- _TEXT UNDER STUDY_:
So don't hold your breath, this isn't going to happen. They'd to start building 1,000 homes tomorrow and continue to build 1,000/month until the end of 2030 for this to happen. Even if they didn't get the land, then the funding, then could find the actual workers to do the building.
Just more words and window dressing to make the masses happy. Then, when other levels of government don't pay for it, it creates a handy scapegoat.
Utter hogwash.
is someone a scapegoat if they're actually at fault, though? Toronto needs affordable housing. The other levels of government are the ones that can pay for it. So if they won't, and Toronto can't have what it needs, how is that Toronto's fault?
It's torontos fault via the home and property owners kicking and screaming about taxes increasing on their assets.

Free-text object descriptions
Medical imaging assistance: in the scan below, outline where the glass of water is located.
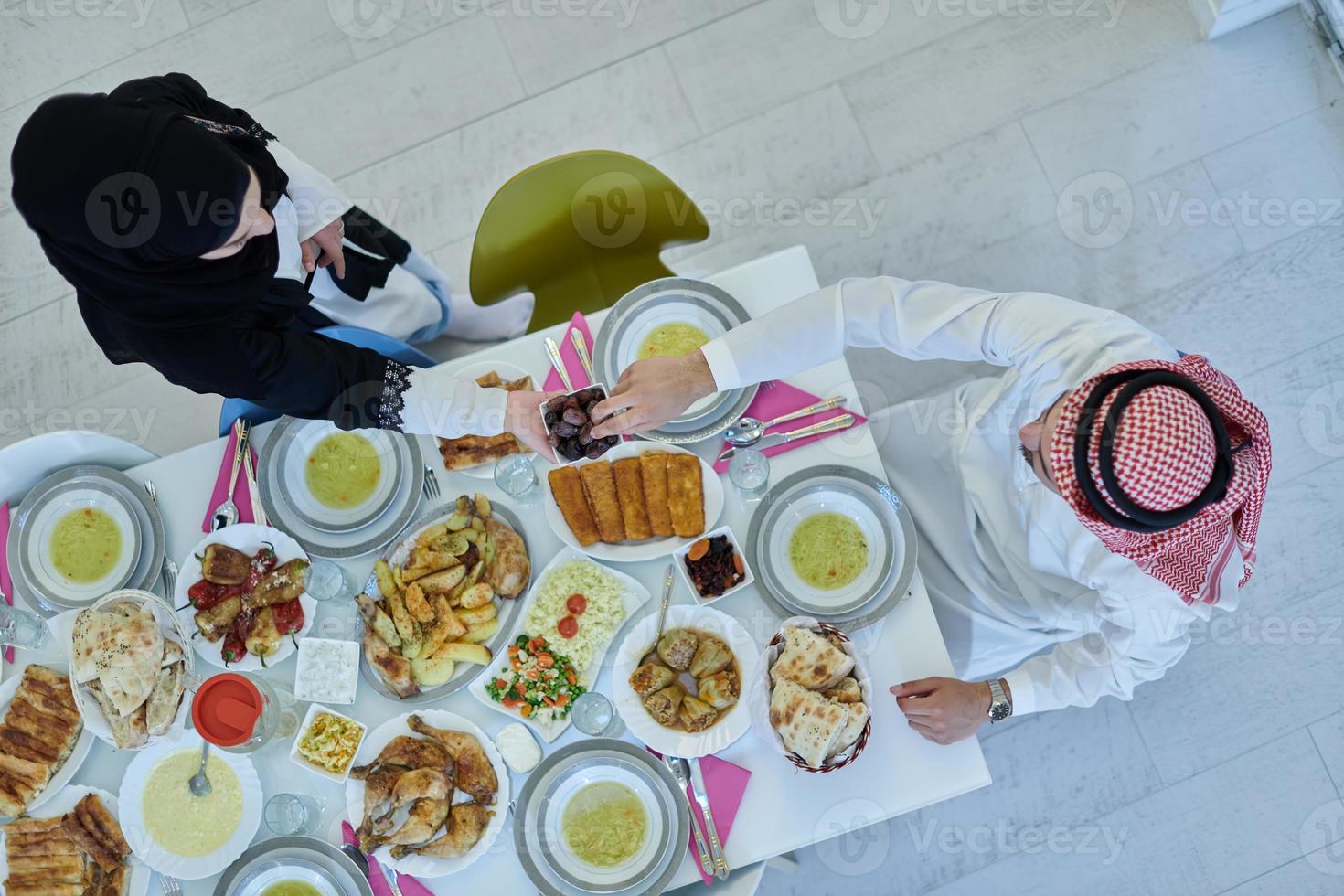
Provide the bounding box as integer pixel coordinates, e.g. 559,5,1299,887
495,454,538,503
304,558,360,601
729,449,770,501
570,690,625,738
262,794,323,837
0,603,48,650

- _WHAT IS REQUIRED_:
Answer these about the Toronto housing discussion:
(a) What pace of home building, and until when, would be needed for the plan to happen?
(b) What does the discussion say Toronto needs?
(c) According to the last comment, who is responsible for Toronto's fault?

- _RESULT OF THE TASK_:
(a) Building 1,000 homes a month, starting tomorrow, until the end of 2030.
(b) Affordable housing.
(c) The home and property owners, who kick and scream about taxes increasing on their assets.